Lay out the part of the items below that opens with the line containing "Objective — for every instance of the thumb" and runs through the end of the items, that first line included, as a Markdown table with the columns Row and Text. Number each line and leave out blank lines.

'''

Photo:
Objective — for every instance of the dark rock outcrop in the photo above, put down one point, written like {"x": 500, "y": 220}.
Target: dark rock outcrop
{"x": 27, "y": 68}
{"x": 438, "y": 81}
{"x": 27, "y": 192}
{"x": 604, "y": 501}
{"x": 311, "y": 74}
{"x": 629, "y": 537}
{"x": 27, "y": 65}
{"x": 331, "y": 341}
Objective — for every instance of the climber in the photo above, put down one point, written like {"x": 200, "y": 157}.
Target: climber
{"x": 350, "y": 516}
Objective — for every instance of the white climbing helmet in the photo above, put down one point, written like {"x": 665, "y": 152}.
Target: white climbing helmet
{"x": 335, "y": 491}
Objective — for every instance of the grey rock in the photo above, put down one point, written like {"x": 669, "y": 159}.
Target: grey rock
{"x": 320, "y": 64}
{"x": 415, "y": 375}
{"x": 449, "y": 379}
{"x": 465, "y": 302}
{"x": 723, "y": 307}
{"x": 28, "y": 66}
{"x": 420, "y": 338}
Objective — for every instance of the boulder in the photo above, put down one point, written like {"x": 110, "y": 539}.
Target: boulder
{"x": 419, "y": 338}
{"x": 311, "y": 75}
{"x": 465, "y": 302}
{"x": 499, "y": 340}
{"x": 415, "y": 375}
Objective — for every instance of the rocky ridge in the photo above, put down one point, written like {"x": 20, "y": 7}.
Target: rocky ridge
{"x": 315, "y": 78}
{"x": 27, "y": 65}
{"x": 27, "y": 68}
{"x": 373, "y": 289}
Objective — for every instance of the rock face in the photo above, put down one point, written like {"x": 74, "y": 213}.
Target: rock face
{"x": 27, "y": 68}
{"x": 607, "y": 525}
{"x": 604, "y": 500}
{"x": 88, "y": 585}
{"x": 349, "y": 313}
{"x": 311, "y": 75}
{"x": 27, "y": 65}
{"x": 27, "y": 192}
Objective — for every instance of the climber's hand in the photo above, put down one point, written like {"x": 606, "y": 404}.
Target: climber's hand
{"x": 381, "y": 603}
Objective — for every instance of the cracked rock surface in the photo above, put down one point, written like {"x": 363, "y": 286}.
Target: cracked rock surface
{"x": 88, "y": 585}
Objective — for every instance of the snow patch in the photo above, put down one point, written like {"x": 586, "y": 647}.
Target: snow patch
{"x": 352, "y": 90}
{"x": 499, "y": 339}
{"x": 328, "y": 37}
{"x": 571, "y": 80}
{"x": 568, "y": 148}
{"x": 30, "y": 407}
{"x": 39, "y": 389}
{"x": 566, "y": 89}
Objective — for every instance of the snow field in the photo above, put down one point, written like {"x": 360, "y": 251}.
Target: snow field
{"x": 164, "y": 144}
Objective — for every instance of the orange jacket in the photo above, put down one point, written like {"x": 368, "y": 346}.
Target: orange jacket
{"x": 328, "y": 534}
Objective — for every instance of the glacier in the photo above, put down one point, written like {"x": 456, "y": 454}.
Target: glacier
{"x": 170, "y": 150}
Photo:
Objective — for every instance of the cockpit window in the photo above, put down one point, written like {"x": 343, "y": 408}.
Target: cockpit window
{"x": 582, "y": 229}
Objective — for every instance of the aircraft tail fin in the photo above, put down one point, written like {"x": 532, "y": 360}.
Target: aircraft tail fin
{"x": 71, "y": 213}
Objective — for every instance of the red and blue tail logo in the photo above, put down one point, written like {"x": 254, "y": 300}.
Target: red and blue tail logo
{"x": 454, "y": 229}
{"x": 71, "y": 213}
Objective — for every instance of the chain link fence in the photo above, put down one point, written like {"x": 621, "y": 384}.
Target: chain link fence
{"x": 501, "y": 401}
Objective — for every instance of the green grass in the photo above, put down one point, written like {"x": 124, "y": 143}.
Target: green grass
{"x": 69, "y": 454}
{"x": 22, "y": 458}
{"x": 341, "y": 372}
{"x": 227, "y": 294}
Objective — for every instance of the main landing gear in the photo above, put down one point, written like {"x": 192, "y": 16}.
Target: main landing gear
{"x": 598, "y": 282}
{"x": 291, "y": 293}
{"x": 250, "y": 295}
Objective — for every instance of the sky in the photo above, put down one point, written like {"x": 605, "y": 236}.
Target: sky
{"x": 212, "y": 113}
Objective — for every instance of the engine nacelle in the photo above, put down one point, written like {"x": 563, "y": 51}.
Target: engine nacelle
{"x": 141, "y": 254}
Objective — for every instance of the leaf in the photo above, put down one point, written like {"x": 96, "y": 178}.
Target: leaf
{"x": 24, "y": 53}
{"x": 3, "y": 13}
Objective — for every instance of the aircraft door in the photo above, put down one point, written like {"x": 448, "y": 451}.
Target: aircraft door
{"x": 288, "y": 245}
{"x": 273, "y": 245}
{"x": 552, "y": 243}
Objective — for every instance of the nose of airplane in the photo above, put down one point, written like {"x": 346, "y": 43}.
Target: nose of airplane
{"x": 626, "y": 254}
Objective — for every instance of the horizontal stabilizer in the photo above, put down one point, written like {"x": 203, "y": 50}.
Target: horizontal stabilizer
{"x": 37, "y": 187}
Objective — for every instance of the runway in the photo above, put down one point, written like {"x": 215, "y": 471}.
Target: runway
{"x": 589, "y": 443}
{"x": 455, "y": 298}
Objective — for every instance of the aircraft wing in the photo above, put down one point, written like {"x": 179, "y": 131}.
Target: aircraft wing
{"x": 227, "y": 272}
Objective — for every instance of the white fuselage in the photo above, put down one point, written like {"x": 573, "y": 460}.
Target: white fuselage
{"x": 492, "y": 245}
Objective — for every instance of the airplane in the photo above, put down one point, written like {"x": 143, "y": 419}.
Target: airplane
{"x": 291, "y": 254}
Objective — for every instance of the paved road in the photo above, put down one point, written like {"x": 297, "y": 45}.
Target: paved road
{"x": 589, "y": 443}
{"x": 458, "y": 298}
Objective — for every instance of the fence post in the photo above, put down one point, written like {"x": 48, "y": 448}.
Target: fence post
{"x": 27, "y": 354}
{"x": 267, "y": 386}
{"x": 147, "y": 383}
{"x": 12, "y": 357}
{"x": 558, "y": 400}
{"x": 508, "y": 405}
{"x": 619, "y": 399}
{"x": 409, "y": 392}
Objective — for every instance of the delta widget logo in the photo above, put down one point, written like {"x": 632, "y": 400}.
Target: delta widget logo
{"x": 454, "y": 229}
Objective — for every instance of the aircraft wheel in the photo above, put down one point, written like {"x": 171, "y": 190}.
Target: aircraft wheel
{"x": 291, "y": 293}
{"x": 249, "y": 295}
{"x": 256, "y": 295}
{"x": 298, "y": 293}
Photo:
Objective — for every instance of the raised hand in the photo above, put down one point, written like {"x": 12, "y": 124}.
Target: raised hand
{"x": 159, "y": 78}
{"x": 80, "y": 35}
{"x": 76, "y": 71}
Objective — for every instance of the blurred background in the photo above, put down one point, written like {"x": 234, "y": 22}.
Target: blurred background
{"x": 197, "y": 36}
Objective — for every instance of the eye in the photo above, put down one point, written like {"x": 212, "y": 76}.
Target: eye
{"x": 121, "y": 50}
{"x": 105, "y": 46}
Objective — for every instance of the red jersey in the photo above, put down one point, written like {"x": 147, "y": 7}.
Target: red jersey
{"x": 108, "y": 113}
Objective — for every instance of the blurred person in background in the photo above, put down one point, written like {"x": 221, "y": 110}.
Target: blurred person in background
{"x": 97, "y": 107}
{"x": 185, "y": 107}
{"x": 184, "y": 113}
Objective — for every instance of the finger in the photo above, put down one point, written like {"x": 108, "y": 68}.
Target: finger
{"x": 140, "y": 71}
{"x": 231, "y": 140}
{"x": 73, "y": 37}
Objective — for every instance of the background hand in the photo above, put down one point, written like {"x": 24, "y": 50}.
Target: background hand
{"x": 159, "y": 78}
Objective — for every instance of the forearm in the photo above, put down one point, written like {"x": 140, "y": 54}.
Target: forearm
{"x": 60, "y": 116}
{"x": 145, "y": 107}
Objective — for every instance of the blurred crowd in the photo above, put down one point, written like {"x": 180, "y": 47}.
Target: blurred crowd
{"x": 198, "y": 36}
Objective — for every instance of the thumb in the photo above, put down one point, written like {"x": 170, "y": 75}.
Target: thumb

'''

TASK RESULT:
| Row | Text |
|---|---|
| 1 | Objective — for every instance of the thumb in the photo above, put down one point, written like {"x": 170, "y": 75}. |
| 2 | Target: thumb |